> What you should do:
Please quote only the lines of the listing below that run from the line with "Quick check: Given the image above, locate every metal pole." up to and including the line with "547, 202, 628, 326".

------ Supplied entries

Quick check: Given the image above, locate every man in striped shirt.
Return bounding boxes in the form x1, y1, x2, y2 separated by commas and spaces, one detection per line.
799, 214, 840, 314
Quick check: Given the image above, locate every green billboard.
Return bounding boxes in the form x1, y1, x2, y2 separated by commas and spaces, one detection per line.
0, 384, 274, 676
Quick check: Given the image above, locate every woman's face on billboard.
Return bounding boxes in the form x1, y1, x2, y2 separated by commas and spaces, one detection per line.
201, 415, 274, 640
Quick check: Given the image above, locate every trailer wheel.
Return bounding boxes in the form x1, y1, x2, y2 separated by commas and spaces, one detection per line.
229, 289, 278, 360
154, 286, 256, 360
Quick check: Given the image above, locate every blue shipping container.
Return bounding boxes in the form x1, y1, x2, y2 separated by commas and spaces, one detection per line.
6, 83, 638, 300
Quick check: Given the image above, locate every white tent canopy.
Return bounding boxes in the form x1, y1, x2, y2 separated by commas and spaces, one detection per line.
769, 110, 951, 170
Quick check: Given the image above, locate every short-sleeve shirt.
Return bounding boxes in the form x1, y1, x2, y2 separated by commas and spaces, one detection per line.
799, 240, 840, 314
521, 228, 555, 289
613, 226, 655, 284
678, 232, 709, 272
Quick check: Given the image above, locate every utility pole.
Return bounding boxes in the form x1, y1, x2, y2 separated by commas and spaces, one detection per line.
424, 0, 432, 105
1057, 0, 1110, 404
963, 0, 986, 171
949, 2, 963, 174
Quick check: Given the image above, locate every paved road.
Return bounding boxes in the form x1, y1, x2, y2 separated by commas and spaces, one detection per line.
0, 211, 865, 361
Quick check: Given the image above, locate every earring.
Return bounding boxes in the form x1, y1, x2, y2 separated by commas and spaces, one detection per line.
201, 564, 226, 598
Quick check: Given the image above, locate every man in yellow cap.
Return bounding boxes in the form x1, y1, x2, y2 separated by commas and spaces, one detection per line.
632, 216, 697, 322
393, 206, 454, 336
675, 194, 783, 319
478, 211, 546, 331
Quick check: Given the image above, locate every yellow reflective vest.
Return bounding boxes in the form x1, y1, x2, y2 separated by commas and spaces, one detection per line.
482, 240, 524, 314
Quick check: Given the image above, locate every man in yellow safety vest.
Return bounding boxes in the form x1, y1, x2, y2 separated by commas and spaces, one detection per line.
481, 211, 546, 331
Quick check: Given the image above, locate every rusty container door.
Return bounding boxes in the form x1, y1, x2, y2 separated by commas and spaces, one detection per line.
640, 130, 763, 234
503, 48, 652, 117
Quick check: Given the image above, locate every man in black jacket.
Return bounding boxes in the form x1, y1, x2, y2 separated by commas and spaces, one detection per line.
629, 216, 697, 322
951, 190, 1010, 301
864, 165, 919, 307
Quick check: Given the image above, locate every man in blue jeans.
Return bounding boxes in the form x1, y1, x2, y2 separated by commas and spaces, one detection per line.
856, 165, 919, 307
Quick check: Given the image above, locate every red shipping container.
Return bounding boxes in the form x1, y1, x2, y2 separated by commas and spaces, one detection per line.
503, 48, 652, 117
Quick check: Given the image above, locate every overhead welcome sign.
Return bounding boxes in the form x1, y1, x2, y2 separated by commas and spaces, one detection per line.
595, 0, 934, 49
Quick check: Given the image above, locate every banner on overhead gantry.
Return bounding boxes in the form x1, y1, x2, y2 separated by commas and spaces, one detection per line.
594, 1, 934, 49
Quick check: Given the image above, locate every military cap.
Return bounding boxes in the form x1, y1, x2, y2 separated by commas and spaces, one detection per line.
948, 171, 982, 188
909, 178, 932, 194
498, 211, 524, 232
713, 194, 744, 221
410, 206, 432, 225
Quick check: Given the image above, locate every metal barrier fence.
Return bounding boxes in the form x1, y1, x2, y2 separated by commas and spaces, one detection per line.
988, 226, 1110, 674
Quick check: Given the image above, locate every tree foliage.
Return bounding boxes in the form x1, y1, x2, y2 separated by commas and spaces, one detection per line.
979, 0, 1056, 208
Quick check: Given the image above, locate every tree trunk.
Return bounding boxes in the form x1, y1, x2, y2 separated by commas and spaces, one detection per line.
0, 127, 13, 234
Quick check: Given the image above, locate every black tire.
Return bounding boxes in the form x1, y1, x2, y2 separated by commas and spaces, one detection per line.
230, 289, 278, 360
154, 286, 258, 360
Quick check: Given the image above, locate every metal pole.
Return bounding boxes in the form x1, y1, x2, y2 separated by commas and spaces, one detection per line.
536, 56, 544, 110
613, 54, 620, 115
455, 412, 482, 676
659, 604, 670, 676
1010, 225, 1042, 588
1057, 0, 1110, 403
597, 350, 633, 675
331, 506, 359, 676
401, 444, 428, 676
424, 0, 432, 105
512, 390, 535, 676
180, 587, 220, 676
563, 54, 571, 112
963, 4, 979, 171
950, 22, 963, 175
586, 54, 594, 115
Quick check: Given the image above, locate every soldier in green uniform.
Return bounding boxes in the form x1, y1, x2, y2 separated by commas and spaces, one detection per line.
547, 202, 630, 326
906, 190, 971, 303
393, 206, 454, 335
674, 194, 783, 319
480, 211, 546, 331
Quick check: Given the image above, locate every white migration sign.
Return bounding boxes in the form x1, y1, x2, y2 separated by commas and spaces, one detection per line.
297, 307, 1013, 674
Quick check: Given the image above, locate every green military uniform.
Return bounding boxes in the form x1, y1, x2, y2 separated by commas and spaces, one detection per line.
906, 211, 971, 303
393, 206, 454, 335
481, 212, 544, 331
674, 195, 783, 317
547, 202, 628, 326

------------
------ Supplied entries

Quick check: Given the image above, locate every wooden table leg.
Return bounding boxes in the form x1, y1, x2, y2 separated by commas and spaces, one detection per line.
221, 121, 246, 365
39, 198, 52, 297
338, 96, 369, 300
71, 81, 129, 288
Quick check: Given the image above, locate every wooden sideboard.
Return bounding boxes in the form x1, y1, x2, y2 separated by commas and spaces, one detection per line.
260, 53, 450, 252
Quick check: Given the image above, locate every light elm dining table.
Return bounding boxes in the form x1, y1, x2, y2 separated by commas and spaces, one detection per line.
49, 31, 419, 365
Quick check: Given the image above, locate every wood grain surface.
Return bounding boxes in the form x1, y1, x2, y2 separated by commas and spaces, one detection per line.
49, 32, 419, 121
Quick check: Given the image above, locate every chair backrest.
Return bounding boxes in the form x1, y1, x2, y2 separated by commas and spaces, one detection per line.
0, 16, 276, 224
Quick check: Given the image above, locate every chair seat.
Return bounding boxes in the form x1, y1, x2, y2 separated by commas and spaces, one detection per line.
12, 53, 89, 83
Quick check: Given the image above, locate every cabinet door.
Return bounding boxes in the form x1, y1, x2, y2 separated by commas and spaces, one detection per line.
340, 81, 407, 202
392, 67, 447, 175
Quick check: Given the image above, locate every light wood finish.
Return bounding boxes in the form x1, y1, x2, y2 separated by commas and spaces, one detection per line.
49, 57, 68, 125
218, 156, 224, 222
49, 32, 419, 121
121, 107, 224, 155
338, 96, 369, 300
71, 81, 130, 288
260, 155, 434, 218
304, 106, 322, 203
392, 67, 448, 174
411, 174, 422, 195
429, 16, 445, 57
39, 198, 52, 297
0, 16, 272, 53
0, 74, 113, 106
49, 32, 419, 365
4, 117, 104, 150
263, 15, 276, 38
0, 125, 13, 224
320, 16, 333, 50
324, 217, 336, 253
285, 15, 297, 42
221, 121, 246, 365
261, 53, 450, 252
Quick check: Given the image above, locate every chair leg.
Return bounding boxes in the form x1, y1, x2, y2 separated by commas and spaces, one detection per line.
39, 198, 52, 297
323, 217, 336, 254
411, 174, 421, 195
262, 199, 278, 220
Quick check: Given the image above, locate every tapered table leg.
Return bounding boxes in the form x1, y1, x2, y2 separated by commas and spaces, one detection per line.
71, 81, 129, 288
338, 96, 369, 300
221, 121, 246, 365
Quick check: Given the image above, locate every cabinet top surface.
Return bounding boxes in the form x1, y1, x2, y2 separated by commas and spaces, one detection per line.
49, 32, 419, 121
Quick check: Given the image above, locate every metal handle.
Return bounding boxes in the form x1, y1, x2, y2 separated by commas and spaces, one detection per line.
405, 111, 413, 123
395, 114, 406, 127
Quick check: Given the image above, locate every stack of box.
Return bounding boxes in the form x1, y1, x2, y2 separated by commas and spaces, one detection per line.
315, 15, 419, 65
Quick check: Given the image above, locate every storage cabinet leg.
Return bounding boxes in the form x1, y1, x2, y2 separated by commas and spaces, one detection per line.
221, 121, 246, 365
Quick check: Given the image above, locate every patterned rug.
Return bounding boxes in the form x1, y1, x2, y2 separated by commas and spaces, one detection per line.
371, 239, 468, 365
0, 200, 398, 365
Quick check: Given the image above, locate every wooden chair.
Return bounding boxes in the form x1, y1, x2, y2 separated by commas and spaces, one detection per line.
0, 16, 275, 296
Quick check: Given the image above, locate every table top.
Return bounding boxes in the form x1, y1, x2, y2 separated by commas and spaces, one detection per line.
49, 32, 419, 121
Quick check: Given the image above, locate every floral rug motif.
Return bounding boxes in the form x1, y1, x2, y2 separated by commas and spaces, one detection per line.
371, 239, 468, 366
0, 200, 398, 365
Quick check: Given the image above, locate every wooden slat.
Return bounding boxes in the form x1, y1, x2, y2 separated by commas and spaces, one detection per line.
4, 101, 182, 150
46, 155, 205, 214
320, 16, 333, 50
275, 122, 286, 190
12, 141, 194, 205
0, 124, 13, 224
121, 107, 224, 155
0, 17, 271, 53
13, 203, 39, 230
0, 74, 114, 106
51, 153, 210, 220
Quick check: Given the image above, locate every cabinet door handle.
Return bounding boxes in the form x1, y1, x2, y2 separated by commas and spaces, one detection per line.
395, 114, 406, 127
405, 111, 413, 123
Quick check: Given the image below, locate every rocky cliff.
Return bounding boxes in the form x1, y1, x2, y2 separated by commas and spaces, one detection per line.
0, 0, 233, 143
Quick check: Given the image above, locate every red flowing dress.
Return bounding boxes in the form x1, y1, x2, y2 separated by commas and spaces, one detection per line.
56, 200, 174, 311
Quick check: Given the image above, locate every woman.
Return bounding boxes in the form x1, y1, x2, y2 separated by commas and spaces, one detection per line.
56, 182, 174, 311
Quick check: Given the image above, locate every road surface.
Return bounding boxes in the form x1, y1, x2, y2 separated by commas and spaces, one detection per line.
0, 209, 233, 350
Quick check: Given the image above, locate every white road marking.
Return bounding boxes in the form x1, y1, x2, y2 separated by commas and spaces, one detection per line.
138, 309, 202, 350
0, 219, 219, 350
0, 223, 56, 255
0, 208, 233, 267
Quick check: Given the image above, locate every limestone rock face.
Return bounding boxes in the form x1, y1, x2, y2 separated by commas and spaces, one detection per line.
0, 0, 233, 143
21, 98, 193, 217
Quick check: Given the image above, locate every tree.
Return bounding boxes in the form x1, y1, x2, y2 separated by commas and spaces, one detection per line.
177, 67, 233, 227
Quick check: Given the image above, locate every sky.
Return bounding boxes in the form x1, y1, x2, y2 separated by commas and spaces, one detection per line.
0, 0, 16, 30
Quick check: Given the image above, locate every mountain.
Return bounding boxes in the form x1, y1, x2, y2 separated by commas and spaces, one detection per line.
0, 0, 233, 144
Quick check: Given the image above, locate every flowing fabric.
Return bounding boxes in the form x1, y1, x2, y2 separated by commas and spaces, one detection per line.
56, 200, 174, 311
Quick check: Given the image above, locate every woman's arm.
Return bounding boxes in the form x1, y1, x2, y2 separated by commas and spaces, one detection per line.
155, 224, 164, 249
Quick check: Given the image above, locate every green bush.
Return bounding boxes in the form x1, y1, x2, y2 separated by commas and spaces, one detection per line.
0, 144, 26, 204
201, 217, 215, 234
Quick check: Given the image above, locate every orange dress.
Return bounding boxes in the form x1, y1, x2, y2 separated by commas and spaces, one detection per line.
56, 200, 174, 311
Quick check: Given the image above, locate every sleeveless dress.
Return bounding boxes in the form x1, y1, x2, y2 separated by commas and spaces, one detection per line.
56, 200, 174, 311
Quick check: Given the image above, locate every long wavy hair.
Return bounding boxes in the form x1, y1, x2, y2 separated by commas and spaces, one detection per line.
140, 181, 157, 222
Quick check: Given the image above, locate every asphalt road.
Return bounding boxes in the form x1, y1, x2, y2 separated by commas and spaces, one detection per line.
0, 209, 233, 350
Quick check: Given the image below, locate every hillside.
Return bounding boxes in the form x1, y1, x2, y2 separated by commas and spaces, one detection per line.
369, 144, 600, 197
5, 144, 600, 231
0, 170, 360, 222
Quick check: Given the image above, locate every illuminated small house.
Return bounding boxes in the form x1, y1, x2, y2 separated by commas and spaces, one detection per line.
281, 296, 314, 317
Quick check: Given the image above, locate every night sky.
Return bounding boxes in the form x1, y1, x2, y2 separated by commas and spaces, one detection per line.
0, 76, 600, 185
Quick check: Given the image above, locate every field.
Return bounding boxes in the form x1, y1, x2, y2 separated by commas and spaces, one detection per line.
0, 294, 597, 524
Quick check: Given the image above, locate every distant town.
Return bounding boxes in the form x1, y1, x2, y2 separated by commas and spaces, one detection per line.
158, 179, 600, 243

------------
------ Supplied entries

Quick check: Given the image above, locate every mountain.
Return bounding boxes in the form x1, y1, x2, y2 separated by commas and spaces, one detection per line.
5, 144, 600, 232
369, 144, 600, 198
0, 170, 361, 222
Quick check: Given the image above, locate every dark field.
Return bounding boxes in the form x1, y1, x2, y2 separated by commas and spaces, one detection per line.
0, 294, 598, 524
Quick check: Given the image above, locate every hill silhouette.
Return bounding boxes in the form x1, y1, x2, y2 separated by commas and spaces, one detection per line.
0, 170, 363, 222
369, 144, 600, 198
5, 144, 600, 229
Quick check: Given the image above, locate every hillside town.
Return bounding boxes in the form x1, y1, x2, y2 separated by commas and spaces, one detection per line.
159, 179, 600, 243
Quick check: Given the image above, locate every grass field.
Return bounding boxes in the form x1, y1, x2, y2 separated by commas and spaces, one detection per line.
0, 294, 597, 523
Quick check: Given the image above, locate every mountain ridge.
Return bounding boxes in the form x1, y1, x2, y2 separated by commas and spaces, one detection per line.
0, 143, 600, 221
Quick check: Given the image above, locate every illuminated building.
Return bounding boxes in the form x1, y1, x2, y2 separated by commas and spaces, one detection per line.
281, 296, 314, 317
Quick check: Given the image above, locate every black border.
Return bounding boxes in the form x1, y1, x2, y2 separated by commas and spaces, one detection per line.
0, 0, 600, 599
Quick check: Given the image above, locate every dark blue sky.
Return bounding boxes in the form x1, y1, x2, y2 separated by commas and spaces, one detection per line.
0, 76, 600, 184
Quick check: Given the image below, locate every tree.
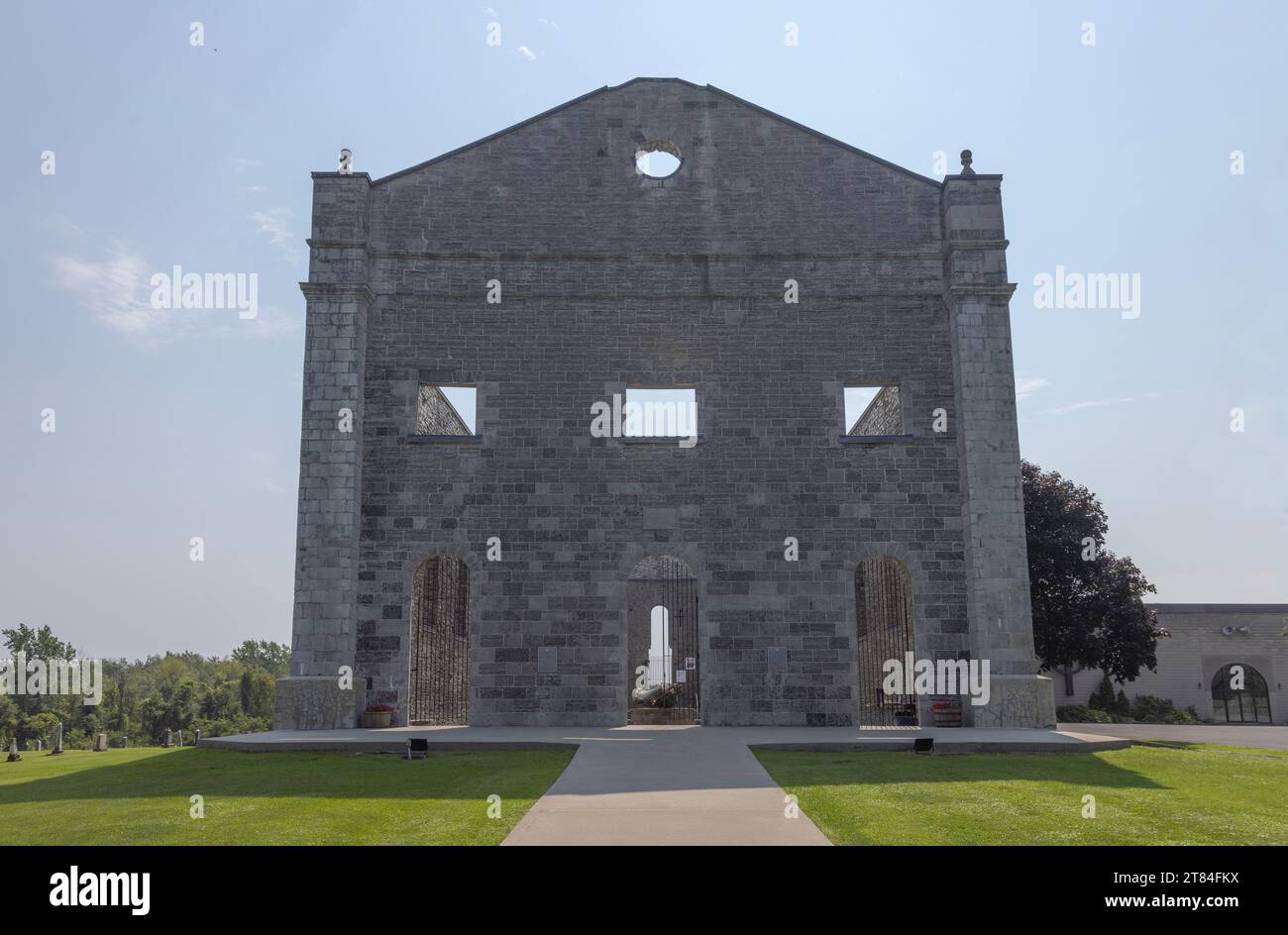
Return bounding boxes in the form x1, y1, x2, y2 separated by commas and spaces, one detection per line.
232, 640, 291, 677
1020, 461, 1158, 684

------------

> In response:
Quick check: Given the image above, locate every metal pole.
Return bounding boxes in the form x1, y1, x2, y2 separated by commas and spaces, one detection per line.
536, 56, 544, 110
613, 54, 620, 115
455, 412, 482, 676
659, 604, 670, 676
1010, 225, 1042, 588
1057, 0, 1110, 403
597, 350, 633, 675
331, 506, 359, 676
401, 444, 428, 676
424, 0, 432, 105
512, 390, 535, 676
180, 587, 220, 676
563, 54, 571, 112
963, 4, 979, 171
950, 22, 963, 175
586, 54, 594, 115
Quick check: Given the image above, locate every soldier in green uniform.
Return bounding boxes in the form x1, y1, x2, y2 separated by commas and spaces, one detection per line.
547, 202, 630, 326
906, 190, 971, 303
393, 206, 454, 335
674, 194, 783, 319
480, 211, 546, 331
Quick check: Given the image above, locate every white migration sign.
Return bounding boxes in the form x1, y1, x2, y2 separated by commas and spaces, one detection per line.
297, 307, 1013, 674
Quick check: Given the image above, locate every green military uniform.
Return bounding boxes in the form x1, y1, x2, y2 separated by commas and spaces, one detection per line.
906, 211, 971, 303
393, 206, 454, 335
481, 212, 544, 331
674, 195, 783, 317
547, 202, 628, 326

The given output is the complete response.